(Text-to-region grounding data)
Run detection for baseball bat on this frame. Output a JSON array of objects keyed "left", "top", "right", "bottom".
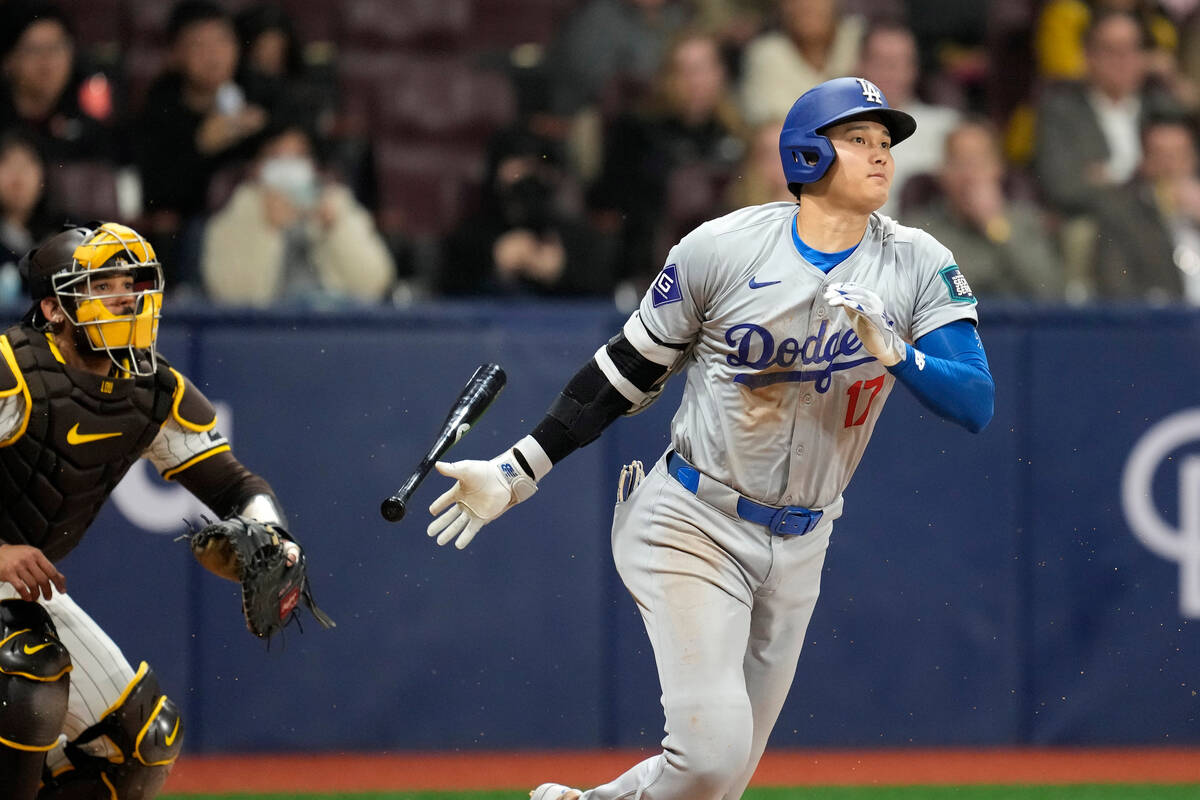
[{"left": 380, "top": 363, "right": 507, "bottom": 522}]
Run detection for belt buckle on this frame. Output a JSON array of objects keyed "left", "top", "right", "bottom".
[{"left": 768, "top": 506, "right": 820, "bottom": 536}]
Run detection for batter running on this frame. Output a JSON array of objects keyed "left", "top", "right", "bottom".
[{"left": 427, "top": 76, "right": 995, "bottom": 800}]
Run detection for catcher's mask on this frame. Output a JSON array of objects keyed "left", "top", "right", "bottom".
[{"left": 20, "top": 223, "right": 164, "bottom": 377}]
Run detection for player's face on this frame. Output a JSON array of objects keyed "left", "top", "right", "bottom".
[
  {"left": 819, "top": 119, "right": 893, "bottom": 214},
  {"left": 87, "top": 271, "right": 137, "bottom": 316}
]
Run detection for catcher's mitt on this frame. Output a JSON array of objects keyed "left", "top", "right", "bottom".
[{"left": 185, "top": 516, "right": 335, "bottom": 640}]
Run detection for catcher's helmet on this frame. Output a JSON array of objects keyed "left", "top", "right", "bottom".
[
  {"left": 779, "top": 76, "right": 916, "bottom": 186},
  {"left": 19, "top": 222, "right": 164, "bottom": 376}
]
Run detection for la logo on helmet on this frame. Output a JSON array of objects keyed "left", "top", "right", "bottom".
[{"left": 855, "top": 78, "right": 884, "bottom": 105}]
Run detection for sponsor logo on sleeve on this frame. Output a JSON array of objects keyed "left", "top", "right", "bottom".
[
  {"left": 939, "top": 265, "right": 976, "bottom": 304},
  {"left": 651, "top": 264, "right": 683, "bottom": 307}
]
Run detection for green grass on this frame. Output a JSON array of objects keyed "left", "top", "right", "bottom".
[{"left": 161, "top": 786, "right": 1200, "bottom": 800}]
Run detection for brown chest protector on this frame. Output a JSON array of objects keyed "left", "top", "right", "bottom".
[{"left": 0, "top": 325, "right": 175, "bottom": 561}]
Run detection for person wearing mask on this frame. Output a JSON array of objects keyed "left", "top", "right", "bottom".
[{"left": 202, "top": 123, "right": 394, "bottom": 307}]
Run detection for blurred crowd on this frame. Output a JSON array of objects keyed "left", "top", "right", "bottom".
[{"left": 1, "top": 0, "right": 1199, "bottom": 310}]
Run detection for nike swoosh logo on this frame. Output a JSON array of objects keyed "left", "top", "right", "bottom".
[
  {"left": 748, "top": 277, "right": 781, "bottom": 289},
  {"left": 23, "top": 642, "right": 52, "bottom": 655},
  {"left": 67, "top": 423, "right": 123, "bottom": 445},
  {"left": 165, "top": 718, "right": 181, "bottom": 747}
]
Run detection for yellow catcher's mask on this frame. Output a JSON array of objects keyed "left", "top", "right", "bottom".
[{"left": 52, "top": 223, "right": 165, "bottom": 376}]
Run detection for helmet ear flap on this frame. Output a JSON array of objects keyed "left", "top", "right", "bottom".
[{"left": 779, "top": 136, "right": 836, "bottom": 185}]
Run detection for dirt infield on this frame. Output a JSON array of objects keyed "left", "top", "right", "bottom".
[{"left": 162, "top": 748, "right": 1200, "bottom": 793}]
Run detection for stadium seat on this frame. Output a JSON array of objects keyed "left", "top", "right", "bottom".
[
  {"left": 45, "top": 161, "right": 123, "bottom": 223},
  {"left": 55, "top": 0, "right": 122, "bottom": 51},
  {"left": 339, "top": 0, "right": 471, "bottom": 50},
  {"left": 468, "top": 0, "right": 577, "bottom": 50},
  {"left": 374, "top": 56, "right": 516, "bottom": 143},
  {"left": 119, "top": 44, "right": 167, "bottom": 114},
  {"left": 337, "top": 51, "right": 516, "bottom": 144},
  {"left": 278, "top": 0, "right": 337, "bottom": 44},
  {"left": 374, "top": 139, "right": 484, "bottom": 238}
]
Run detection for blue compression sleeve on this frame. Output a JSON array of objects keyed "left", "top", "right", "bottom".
[{"left": 887, "top": 320, "right": 994, "bottom": 433}]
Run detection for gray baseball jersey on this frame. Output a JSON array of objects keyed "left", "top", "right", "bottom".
[{"left": 628, "top": 201, "right": 977, "bottom": 510}]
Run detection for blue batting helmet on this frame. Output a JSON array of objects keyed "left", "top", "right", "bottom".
[{"left": 779, "top": 76, "right": 916, "bottom": 186}]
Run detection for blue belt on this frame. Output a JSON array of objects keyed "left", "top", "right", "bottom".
[{"left": 666, "top": 451, "right": 823, "bottom": 536}]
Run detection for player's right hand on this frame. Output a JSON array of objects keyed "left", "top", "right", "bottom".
[
  {"left": 427, "top": 450, "right": 538, "bottom": 550},
  {"left": 0, "top": 543, "right": 66, "bottom": 601}
]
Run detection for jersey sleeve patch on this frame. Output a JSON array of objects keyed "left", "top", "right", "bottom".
[
  {"left": 939, "top": 265, "right": 977, "bottom": 304},
  {"left": 651, "top": 264, "right": 683, "bottom": 307},
  {"left": 168, "top": 368, "right": 218, "bottom": 432}
]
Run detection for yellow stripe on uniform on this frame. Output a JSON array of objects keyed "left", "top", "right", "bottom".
[
  {"left": 134, "top": 696, "right": 179, "bottom": 766},
  {"left": 168, "top": 367, "right": 217, "bottom": 432},
  {"left": 0, "top": 733, "right": 62, "bottom": 752},
  {"left": 0, "top": 335, "right": 32, "bottom": 447},
  {"left": 162, "top": 444, "right": 230, "bottom": 481},
  {"left": 99, "top": 661, "right": 149, "bottom": 719}
]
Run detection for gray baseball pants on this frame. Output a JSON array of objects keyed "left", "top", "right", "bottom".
[{"left": 583, "top": 456, "right": 837, "bottom": 800}]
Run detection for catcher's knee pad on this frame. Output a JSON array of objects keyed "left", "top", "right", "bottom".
[
  {"left": 41, "top": 661, "right": 182, "bottom": 800},
  {"left": 0, "top": 599, "right": 72, "bottom": 752}
]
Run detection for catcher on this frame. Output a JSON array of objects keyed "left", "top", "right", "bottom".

The task: Copy out the entries verbatim and leave the images out.

Your solution:
Run detection for baseball bat on this frame. Output a JSON array of objects keyed "left", "top", "right", "bottom".
[{"left": 380, "top": 363, "right": 507, "bottom": 522}]
Run detection for belt buckle on this frame. Output a JSON array of objects keyed "left", "top", "right", "bottom".
[{"left": 768, "top": 506, "right": 820, "bottom": 536}]
Run detection for batter running on this frame. Output a JSON array of objects keyed "left", "top", "right", "bottom".
[{"left": 427, "top": 76, "right": 995, "bottom": 800}]
Run detection for catcher's mask on this frame. Output a JSON array of objects keyed "left", "top", "right", "bottom".
[{"left": 20, "top": 223, "right": 164, "bottom": 377}]
Run detection for player's face on this frame. Output a JSON array of objects keyed "left", "top", "right", "bottom".
[
  {"left": 819, "top": 119, "right": 893, "bottom": 214},
  {"left": 87, "top": 271, "right": 137, "bottom": 316}
]
Run detection for catcher's mitt on this frame. Output a JSON array of objects keyed "left", "top", "right", "bottom".
[{"left": 185, "top": 516, "right": 335, "bottom": 640}]
Run detection for catcher's helmet on this frame. Output a JSON array of objects keyed "left", "top", "right", "bottom".
[
  {"left": 779, "top": 76, "right": 916, "bottom": 186},
  {"left": 19, "top": 222, "right": 164, "bottom": 376}
]
Run detection for la logo on helmet on this frame. Output a JSON array of objects keyed "left", "top", "right", "bottom".
[{"left": 855, "top": 78, "right": 884, "bottom": 105}]
Run detection for sponsor logo on sleeve on this frame. Output a JSON array of objects keyed "left", "top", "right", "bottom".
[
  {"left": 939, "top": 265, "right": 976, "bottom": 304},
  {"left": 651, "top": 264, "right": 683, "bottom": 307}
]
Run detection for green grass on this frame. Output a JSON array of objects keyed "left", "top", "right", "bottom".
[{"left": 161, "top": 786, "right": 1200, "bottom": 800}]
Run detection for brown chest protector on this frame. Output a JSON array of objects keyed "left", "top", "right", "bottom".
[{"left": 0, "top": 325, "right": 175, "bottom": 561}]
Run detection for person wearing mask on this frame. Output a JSON array of objects keyed "left", "top", "right", "bottom".
[{"left": 202, "top": 123, "right": 394, "bottom": 307}]
Run detection for blurred crowd on this frame. Output a JSON array of objects keyed "left", "top", "right", "bottom".
[{"left": 1, "top": 0, "right": 1199, "bottom": 310}]
Run detection for nike swoosh logo on this frame. Output a JSON array of objects keyed "left", "top", "right", "bottom".
[
  {"left": 748, "top": 277, "right": 781, "bottom": 289},
  {"left": 23, "top": 642, "right": 52, "bottom": 655},
  {"left": 67, "top": 423, "right": 123, "bottom": 445},
  {"left": 165, "top": 718, "right": 181, "bottom": 747}
]
Run detection for yellow catcher's mask on this frame. Output a JSON array of objects keyed "left", "top", "right", "bottom".
[{"left": 52, "top": 223, "right": 165, "bottom": 376}]
Run detection for helmet ear flap on this frame. Output a JSON array of objects keyed "left", "top", "right", "bottom".
[{"left": 779, "top": 136, "right": 836, "bottom": 185}]
Run detection for dirt infield on this frame. Output a JSON array of objects keyed "left", "top", "right", "bottom".
[{"left": 162, "top": 748, "right": 1200, "bottom": 793}]
Run detection for stadium seat on this frame. Output a JSON array of objects keyed "left", "top", "right", "bottom".
[
  {"left": 45, "top": 161, "right": 123, "bottom": 223},
  {"left": 55, "top": 0, "right": 122, "bottom": 51},
  {"left": 339, "top": 0, "right": 471, "bottom": 50},
  {"left": 468, "top": 0, "right": 577, "bottom": 50},
  {"left": 374, "top": 56, "right": 516, "bottom": 143},
  {"left": 119, "top": 44, "right": 167, "bottom": 114},
  {"left": 337, "top": 51, "right": 516, "bottom": 144},
  {"left": 278, "top": 0, "right": 337, "bottom": 44},
  {"left": 374, "top": 139, "right": 484, "bottom": 238}
]
Run detection for blue compression sleeve on this frame. Output a JSON array of objects keyed "left", "top", "right", "bottom".
[{"left": 887, "top": 320, "right": 994, "bottom": 433}]
Run detection for gray baseball jersey on this frame. Output a JSON array of objects keyed "left", "top", "right", "bottom".
[{"left": 628, "top": 201, "right": 977, "bottom": 510}]
Run detection for blue batting helmet on this frame. Output a JSON array of objects keyed "left", "top", "right", "bottom".
[{"left": 779, "top": 76, "right": 916, "bottom": 186}]
Run detection for blue belt on this frame. Output a JSON array of objects keyed "left", "top", "right", "bottom".
[{"left": 666, "top": 451, "right": 823, "bottom": 536}]
Run detection for player's right hand on this frame. Output a JSON array of objects keyed "left", "top", "right", "bottom".
[
  {"left": 427, "top": 450, "right": 538, "bottom": 550},
  {"left": 0, "top": 543, "right": 66, "bottom": 601}
]
Run detection for jersey sleeve patch on this frame. Output a JSON array of objects keyed "left", "top", "right", "bottom".
[
  {"left": 939, "top": 265, "right": 977, "bottom": 304},
  {"left": 651, "top": 264, "right": 683, "bottom": 307},
  {"left": 168, "top": 368, "right": 218, "bottom": 432}
]
Run detection for yellow stripe on uniform on this frame. Output a JSON array of objects keyed "left", "top", "right", "bottom".
[
  {"left": 134, "top": 696, "right": 179, "bottom": 766},
  {"left": 168, "top": 367, "right": 217, "bottom": 432},
  {"left": 0, "top": 733, "right": 62, "bottom": 752},
  {"left": 0, "top": 335, "right": 32, "bottom": 447},
  {"left": 162, "top": 444, "right": 230, "bottom": 481},
  {"left": 99, "top": 661, "right": 149, "bottom": 719}
]
Run detection for gray baseball pants on this frame. Output a JSON array of objects keyed "left", "top", "right", "bottom".
[{"left": 583, "top": 456, "right": 837, "bottom": 800}]
Run detection for catcher's knee pad on this frame. Output a JSON array of objects keyed "left", "top", "right", "bottom".
[
  {"left": 41, "top": 661, "right": 182, "bottom": 800},
  {"left": 0, "top": 599, "right": 72, "bottom": 752}
]
Run detection for catcher on this frame. Output a JSON array of objects keyed "left", "top", "right", "bottom".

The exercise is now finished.